> [DIRECTIONS FOR THIS TASK]:
Write out each record again exactly as it stands.

> [SUPPLIED DATA]:
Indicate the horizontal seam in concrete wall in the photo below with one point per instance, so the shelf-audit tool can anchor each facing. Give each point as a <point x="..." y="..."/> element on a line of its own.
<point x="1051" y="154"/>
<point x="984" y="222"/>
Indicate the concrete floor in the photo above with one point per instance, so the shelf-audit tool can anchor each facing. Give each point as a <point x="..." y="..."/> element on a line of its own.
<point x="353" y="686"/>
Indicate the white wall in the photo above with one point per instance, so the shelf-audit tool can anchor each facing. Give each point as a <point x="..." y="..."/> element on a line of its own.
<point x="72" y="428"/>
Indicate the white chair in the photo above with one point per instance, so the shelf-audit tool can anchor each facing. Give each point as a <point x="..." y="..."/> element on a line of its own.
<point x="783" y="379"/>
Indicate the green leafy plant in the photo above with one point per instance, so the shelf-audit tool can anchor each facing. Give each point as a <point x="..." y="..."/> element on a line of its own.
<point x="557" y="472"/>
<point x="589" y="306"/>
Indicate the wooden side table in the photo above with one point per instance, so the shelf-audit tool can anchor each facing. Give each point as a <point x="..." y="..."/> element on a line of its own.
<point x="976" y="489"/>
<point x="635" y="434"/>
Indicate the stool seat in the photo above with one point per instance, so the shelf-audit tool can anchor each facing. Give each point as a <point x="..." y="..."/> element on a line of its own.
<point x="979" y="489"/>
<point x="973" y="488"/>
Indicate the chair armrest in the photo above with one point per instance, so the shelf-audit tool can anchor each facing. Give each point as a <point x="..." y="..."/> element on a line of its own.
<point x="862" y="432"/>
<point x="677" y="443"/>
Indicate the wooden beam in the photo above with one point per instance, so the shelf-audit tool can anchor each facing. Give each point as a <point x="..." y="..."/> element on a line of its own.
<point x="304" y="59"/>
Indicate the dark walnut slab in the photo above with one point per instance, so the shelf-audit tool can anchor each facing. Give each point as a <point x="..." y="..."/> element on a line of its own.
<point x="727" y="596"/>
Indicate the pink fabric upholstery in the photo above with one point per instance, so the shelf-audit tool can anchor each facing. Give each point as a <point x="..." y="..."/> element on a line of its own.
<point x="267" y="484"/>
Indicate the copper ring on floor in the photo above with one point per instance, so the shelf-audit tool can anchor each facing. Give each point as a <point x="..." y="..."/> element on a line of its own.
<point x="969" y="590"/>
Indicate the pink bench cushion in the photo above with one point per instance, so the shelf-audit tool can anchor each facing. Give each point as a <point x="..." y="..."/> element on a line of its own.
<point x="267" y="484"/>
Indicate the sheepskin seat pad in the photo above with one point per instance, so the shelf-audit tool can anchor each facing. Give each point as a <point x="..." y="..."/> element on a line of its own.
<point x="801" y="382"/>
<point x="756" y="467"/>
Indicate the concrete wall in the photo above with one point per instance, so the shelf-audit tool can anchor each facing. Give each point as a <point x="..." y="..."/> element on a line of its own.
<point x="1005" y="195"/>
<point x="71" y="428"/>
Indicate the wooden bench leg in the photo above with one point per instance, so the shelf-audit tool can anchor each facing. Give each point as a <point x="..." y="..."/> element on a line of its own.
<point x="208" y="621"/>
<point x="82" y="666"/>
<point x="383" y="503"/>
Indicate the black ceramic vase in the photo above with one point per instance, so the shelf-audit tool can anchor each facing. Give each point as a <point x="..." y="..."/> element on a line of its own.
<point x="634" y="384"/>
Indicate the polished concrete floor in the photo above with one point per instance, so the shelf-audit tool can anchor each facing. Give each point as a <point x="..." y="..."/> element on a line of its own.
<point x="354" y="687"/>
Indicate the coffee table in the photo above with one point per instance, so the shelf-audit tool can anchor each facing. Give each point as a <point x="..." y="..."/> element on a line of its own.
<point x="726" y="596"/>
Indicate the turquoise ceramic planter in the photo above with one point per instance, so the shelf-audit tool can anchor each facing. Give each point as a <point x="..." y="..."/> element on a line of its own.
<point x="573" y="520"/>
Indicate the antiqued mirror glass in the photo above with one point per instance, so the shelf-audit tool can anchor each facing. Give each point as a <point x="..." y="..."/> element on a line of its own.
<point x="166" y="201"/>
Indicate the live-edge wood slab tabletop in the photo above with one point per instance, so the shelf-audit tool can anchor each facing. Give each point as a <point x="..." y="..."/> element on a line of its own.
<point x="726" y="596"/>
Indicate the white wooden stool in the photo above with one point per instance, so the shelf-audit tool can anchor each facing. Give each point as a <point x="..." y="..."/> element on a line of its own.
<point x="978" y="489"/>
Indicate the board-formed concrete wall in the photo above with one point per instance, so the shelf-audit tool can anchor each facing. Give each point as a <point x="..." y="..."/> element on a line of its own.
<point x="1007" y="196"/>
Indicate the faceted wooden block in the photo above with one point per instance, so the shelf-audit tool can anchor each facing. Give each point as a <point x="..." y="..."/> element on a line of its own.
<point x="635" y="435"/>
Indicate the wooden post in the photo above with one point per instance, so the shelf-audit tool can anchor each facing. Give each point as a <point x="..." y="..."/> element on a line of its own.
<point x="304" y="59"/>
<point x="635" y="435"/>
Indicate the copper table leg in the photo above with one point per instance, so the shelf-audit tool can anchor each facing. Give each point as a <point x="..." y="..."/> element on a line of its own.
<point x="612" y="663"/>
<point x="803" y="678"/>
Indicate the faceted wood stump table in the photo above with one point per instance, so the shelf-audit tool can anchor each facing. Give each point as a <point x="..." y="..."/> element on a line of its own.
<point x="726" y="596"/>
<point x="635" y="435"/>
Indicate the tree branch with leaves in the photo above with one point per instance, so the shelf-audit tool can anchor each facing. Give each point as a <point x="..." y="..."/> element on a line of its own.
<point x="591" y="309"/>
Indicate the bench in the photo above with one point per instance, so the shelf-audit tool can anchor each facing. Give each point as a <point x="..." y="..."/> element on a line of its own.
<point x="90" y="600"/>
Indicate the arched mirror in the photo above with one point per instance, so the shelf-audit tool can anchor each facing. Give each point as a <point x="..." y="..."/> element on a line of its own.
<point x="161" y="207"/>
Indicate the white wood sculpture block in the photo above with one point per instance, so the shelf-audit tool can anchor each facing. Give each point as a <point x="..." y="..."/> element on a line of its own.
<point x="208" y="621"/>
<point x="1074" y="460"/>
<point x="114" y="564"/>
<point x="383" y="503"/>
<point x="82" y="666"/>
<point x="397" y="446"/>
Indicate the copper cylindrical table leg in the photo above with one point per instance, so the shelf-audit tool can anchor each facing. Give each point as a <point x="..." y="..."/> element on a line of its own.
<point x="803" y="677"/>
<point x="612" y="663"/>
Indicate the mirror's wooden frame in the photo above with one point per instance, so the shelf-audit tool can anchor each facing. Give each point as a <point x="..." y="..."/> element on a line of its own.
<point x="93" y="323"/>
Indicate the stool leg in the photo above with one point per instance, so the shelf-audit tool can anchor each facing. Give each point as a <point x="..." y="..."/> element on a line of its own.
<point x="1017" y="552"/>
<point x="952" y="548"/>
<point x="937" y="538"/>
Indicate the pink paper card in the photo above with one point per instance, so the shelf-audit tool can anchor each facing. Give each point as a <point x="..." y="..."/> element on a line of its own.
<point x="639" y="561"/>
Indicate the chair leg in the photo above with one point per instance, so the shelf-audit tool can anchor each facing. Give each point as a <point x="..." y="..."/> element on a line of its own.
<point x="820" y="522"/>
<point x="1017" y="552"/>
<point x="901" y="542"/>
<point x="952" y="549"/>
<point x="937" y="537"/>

> [RESULT OF THIS TASK]:
Indicate the horizontal seam in concrete wall in the photo below with one point per instance, so the shelf-audit tool can anchor each facing. Give each point as a <point x="..." y="..."/> element on a line of its own.
<point x="1051" y="154"/>
<point x="984" y="222"/>
Indicate the concrete floor in the photo above with one point per instance, so the shelf-audit tool can anchor each facing. Give each point as a <point x="..." y="..."/> element on a line of its own.
<point x="353" y="686"/>
Indicate the white wall in the photo above with one point per instance, so the shelf-audit tool can anchor each facing. Give each point as a <point x="..." y="..."/> element on a line of its own.
<point x="72" y="428"/>
Indicate the white chair in the photo above with one point per instance, so the shelf-audit tool can anchor each facing. Give each point as a <point x="..." y="..."/> element on a line of its own.
<point x="783" y="379"/>
Indicate the green leafy plant in the photo above with one point per instance, so the shelf-audit tool can anchor each facing. Give each point as a <point x="..." y="..."/> element on a line of its own.
<point x="557" y="472"/>
<point x="589" y="306"/>
Indicate the wooden side table in the photo above with one point per instance, so the shelf-audit tool can anchor each facing. Give each point as a <point x="..." y="..."/> element on a line of its own.
<point x="976" y="489"/>
<point x="635" y="434"/>
Indicate the stool seat in the photo above with one point per instance, so the shelf-audit tool can anchor each facing. Give each point as a <point x="..." y="..."/> element on a line of its own.
<point x="979" y="489"/>
<point x="973" y="488"/>
Indicate the chair armrest in the photo above with one point per instance, so the shelf-audit tool can anchor each facing. Give each point as a <point x="..." y="..."/> element on a line of its own.
<point x="862" y="432"/>
<point x="677" y="443"/>
Indicate the wooden beam in the photo above with one point per instance, so the shelf-audit tool can anchor each facing. Give each point as a <point x="..." y="..."/> element on a line of its own.
<point x="304" y="59"/>
Indicate the dark walnut slab in the photo above with one point per instance, so the shelf-audit tool can anchor each facing. Give each point as a <point x="..." y="..."/> element on a line of its own.
<point x="727" y="596"/>
Indicate the pink fabric upholstery in the photo above with one point per instance, so the shelf-audit tool can anchor each facing. Give each point as a <point x="..." y="..."/> element on a line of its own.
<point x="267" y="484"/>
Indicate the copper ring on floor in the photo above with one point per instance, so the shelf-audit tool can anchor each facing. Give each point as a <point x="..." y="..."/> element on a line of its own.
<point x="969" y="590"/>
Indicate the pink bench cushion in the photo above with one point per instance, so the shelf-audit tool can anchor each facing. Give each point as a <point x="..." y="..."/> element on a line of its own.
<point x="267" y="484"/>
Indicate the sheepskin seat pad in the photo above with one point per instance, so the shelf-audit tool can anchor each facing. Give each point as a <point x="..." y="..."/> element on a line of its own.
<point x="801" y="382"/>
<point x="756" y="467"/>
Indicate the concrete wall in the photo above with one point per instance, so the shelf-audit tool can anchor each facing. Give each point as a <point x="..." y="..."/> element on a line of its own.
<point x="1005" y="195"/>
<point x="71" y="428"/>
Indicate the wooden bench leg in the photo above with one point per instance, so the shelf-audit tool can anchor each facing. Give each point as a <point x="..." y="..."/> element on a line of its own.
<point x="208" y="621"/>
<point x="82" y="666"/>
<point x="383" y="503"/>
Indicate the black ceramic vase in the photo above with one point per instance, so the shelf-audit tool can anchor each facing. Give each point as a <point x="..." y="..."/> element on a line of its own.
<point x="634" y="384"/>
Indicate the polished concrete floor in the photo above with one point per instance, so the shelf-audit tool can anchor each facing. Give each point as a <point x="..." y="..."/> element on a line of its own.
<point x="354" y="687"/>
Indicate the coffee table in the photo above with one point per instance, so the shelf-audit tool can anchor each facing. Give each point as a <point x="..." y="..."/> element on a line of its own.
<point x="726" y="596"/>
Indicate the turquoise ceramic planter in the photo above with one point per instance, so the shelf-audit tool can anchor each facing. Give each point as a <point x="..." y="..."/> element on a line of its own.
<point x="573" y="520"/>
Indicate the antiqued mirror glass in the photo above with one point per instance, so the shelf-audit tool can anchor each facing. Give each point as a <point x="..." y="..."/> element on a line of its own.
<point x="166" y="201"/>
Indicate the live-edge wood slab tabletop in the photo above with one point per instance, so the shelf-audit tool can anchor each facing. Give each point as a <point x="..." y="..."/> element on a line of its own.
<point x="726" y="596"/>
Indicate the white wooden stool in the photo above with one point per instance, so the shelf-audit tool can anchor each facing. Give each point as a <point x="..." y="..."/> element on a line of its own.
<point x="978" y="489"/>
Indicate the board-formed concrete wall in the photo above with one point per instance, so the shelf-audit tool can anchor each facing. Give each point as a <point x="..." y="..."/> element on a line of its own.
<point x="1007" y="196"/>
Indicate the faceted wooden block in the photo above with one point per instance, so the shelf-audit tool can anchor each facing. Give each point as a <point x="..." y="..."/> element on a line of its own.
<point x="635" y="435"/>
Indicate the wooden post in the photo above with one point per instance, so the shelf-audit tool can anchor each facing. Give each point as a <point x="..." y="..."/> element on a line of its own.
<point x="304" y="59"/>
<point x="635" y="435"/>
Indicate the copper table leg in the photo above with one point per instance, so the shelf-audit tool can anchor each facing. Give each point as a <point x="..." y="..."/> element on a line of its own.
<point x="612" y="663"/>
<point x="803" y="678"/>
Indicate the faceted wood stump table in the photo above with one point per instance, so the shelf-audit tool can anchor each facing. Give each point as a <point x="..." y="..."/> element on a line of its own.
<point x="726" y="596"/>
<point x="635" y="435"/>
Indicate the tree branch with leaves in the photo above with one point per instance, so the shelf-audit tool can anchor each facing. Give each point as a <point x="..." y="..."/> element on a line of its own.
<point x="591" y="309"/>
Indicate the bench in the photo above with one point per instance, so the shelf-audit tool can anchor each facing. Give each point as a <point x="..." y="..."/> element on a line of its own.
<point x="90" y="600"/>
Indicate the arched mirror in the photo above with one point per instance, so the shelf-audit tool can anchor each facing. Give each point as a <point x="..." y="..."/> element on a line of its own.
<point x="161" y="207"/>
Indicate the white wood sculpture block in the photo above with one point per instance, so the shelf-audit tool can anchor each facing. Give each point as a <point x="..." y="..."/> element on a line of its own.
<point x="208" y="621"/>
<point x="1074" y="460"/>
<point x="114" y="564"/>
<point x="383" y="503"/>
<point x="82" y="666"/>
<point x="397" y="446"/>
Indicate the copper cylindrical table leg in the photo above with one point per instance, so the shelf-audit tool can anchor each facing. Give each point as a <point x="..." y="..."/> element on a line of its own.
<point x="803" y="677"/>
<point x="612" y="663"/>
Indicate the mirror's wooden frame in the photo above with one point per instance, so the shelf-audit tool can anchor each facing. Give each point as a <point x="..." y="..."/> element on a line of its own.
<point x="93" y="323"/>
Indicate the stool leg in the photo above with one point per instance, so the shelf-audit tool can anchor each facing. Give each point as a <point x="..." y="..."/> element on a line of its own.
<point x="1017" y="552"/>
<point x="952" y="548"/>
<point x="937" y="538"/>
Indicate the pink paper card in the photo above with one point per instance, so the shelf-audit tool can anchor each facing. Give each point as a <point x="..." y="..."/> element on a line of its own.
<point x="639" y="561"/>
Indicate the chair leg in the photo above with one point per instance, so the shelf-audit tool can anchor each facing. Give each point as a <point x="..." y="..."/> element on a line of its own.
<point x="820" y="522"/>
<point x="1017" y="552"/>
<point x="901" y="542"/>
<point x="952" y="549"/>
<point x="937" y="537"/>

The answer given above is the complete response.